All’arrivo sono stati condotti in centri di detenzione arbitraria senza alcun processo legale”, sottolinea la Ong.
“La priorità dei leader Ue sarebbe dovuta essere quella di affrontare le carenze del sistema di accoglienza a livello europeo, dando una risposta efficace e umana alla crisi migratoria, non solo rispondere ai problemi politici interna – afferma Elisa Bacciotti, direttrice delle campagne di Oxfam Italia —. Invece, in un momento in cui sarebbe necessario dimostrare una vera leadership europea, i capi di stato europei e i governi continuano a scaricare le loro responsabilità per il controllo delle frontiere fuori dall’Unione sui Paesi africani. Paesi come la Libia che si sono già dimostrati non in grado di garantire la tutela dei diritti umani dei migranti: nelle carceri di questo paese le persone sono quotidianamente vittime di abusi e torture. A tutto questo si aggiunge il via libera degli Stati Membri alla creazione su base volontaria di centri “controllati” chiusi, che rischiano di assomigliare a veri e propri centri di detenzione. Un altro punto che rappresenta l’ennesimo fallimento di un approccio europeo che minaccia direttamente i diritti di donne, uomini e bambini in fuga da guerre e persecuzioni nei propri Paesi di origine”.
La Libia non è un Paese sicuro. Rimandare i migranti indietro è “vietato oltre che disumano”, denuncia il Centro Astalli, il Servizio dei gesuiti per i rifugiati in Italia. Per il Centro Astalli, “sulla base di testimonianze dei rifugiati che accogliamo e di cui certifichiamo le torture e le violenze subite nei centri di detenzione libici, la Libia non può essere considerata in alcun modo un Paese sicuro. Come denunciano le Nazioni Unite e le principali Ong umanitarie, le condizioni nel Paese sono tali da rendere inaccettabile la soluzione di affidare alla guardia costiera libica, che in varie occasioni si è tra l’altro resa responsabile di abusi, i migranti che tentano di attraversare il Mediterraneo. E’ concreto il rischio che le persone, sistematicamente soggette a detenzione, subiscano trattamenti inumani e degradanti. Favorire dunque il loro rinvio in Libia si configura come violazione di importanti principi giuridici, quali l’art. 3 della Carta Europea dei Diritti Umani e il principio di non respingimento previsto dall’art. 33 della Convenzione di Ginevra sullo status di rifugiato”.

▶ [Record]:
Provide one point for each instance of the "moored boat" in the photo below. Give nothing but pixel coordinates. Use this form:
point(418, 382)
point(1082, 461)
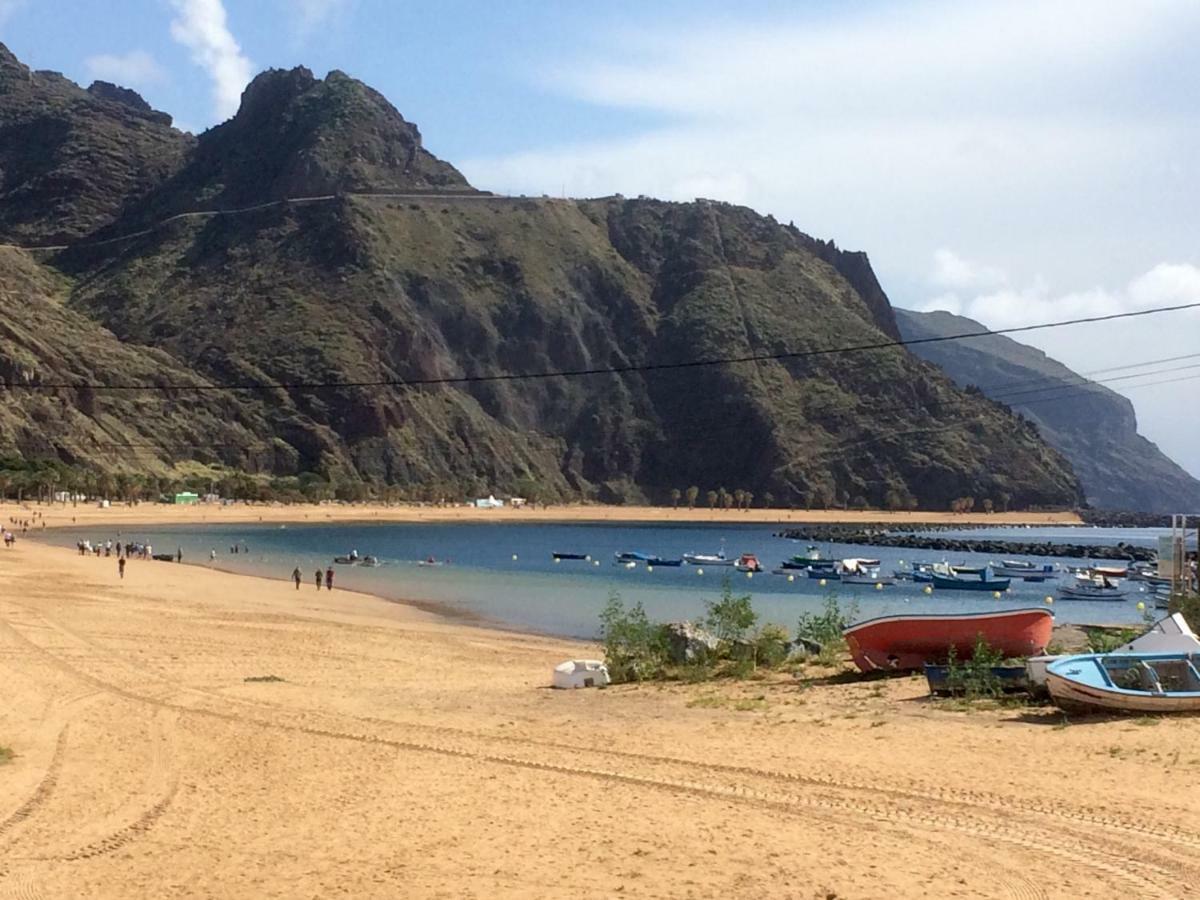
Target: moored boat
point(969, 582)
point(1091, 589)
point(707, 559)
point(905, 642)
point(748, 563)
point(631, 556)
point(666, 563)
point(1026, 571)
point(1127, 682)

▶ [Istruzione assegnata 1]: Riscrivi come elenco puntato il paragrafo del brano che inizia con «La Libia non è un Paese sicuro», conservandone i fatti principali.
▶ [Istruzione assegnata 2]: Raccogli tutte le righe dei record in cui compare la parola "moored", tenendo conto di maiuscole e minuscole.

▶ [Risposta finale 1]:
- Secondo il Centro Astalli, Servizio dei gesuiti per i rifugiati in Italia, la Libia non è un Paese sicuro e rimandarvi i migranti è "vietato oltre che disumano".
- Il giudizio si basa sulle testimonianze dei rifugiati accolti dal Centro, che ne certifica le torture e le violenze subite nei centri di detenzione libici.
- Come denunciano le Nazioni Unite e le principali Ong umanitarie, le condizioni nel Paese rendono inaccettabile affidare alla guardia costiera libica i migranti che tentano di attraversare il Mediterraneo. La guardia costiera si è resa in varie occasioni responsabile di abusi.
- È concreto il rischio che le persone, sistematicamente detenute, subiscano trattamenti inumani e degradanti.
- Favorirne il rinvio in Libia viola l'art. 3 della Carta Europea dei Diritti Umani e il principio di non respingimento previsto dall'art. 33 della Convenzione di Ginevra sullo status di rifugiato.

▶ [Risposta finale 2]:
Provide one point for each instance of the "moored boat" in the photo below. Give nothing but pixel coordinates. Use this form:
Target: moored boat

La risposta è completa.